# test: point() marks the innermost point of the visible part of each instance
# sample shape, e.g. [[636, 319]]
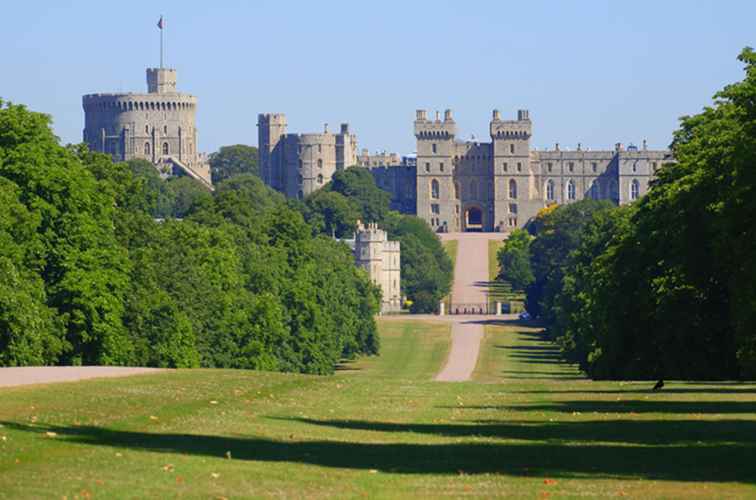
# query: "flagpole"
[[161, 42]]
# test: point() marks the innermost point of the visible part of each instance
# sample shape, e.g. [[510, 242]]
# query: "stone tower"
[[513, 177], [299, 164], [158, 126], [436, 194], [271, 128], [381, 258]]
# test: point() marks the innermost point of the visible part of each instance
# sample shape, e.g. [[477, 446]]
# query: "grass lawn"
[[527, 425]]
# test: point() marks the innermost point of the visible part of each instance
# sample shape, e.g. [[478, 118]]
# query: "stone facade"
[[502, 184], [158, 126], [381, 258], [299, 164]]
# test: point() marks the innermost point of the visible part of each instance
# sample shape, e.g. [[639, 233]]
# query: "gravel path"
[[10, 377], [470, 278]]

● ● ● ●

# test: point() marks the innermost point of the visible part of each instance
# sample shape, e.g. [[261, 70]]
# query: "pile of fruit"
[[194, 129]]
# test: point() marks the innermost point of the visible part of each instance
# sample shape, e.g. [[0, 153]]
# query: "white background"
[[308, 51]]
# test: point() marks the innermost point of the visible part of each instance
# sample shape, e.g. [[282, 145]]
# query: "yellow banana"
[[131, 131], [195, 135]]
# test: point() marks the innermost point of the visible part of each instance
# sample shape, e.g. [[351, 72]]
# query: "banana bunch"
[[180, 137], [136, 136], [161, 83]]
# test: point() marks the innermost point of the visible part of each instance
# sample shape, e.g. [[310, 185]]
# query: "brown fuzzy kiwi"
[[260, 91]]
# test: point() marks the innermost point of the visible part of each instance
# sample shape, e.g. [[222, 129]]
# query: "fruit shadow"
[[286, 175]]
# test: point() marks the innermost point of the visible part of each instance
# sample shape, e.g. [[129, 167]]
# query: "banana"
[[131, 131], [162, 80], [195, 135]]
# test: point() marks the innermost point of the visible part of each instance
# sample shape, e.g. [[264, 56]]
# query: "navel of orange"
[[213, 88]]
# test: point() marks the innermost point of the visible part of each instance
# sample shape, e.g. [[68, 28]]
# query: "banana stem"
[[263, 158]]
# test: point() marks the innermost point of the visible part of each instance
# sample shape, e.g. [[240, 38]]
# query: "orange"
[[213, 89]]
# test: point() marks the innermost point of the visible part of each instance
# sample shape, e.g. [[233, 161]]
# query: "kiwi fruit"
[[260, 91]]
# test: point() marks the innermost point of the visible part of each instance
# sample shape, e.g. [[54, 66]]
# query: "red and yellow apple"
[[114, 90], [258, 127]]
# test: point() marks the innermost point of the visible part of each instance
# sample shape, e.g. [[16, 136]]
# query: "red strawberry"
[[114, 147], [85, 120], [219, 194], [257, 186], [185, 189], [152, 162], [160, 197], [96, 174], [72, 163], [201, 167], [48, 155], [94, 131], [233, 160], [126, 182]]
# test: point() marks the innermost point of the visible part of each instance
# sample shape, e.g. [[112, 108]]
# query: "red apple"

● ● ● ●

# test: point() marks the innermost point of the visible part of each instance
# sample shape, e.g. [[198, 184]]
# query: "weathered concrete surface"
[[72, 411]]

● ● ● ●

• [THE TASK] Copy the lines above exactly. Start with the line containing "# sample shape, e.g. [[54, 66]]", end with the line containing "# sample shape, e.g. [[16, 136]]", and include both.

• [THE COMPLETED TASK]
# sample shape, e.g. [[54, 66]]
# query: "red and yellow apple"
[[114, 90], [258, 127]]
# test: point() marks the innermost point of the visible part of each instance
# sample shape, e.g. [[16, 136]]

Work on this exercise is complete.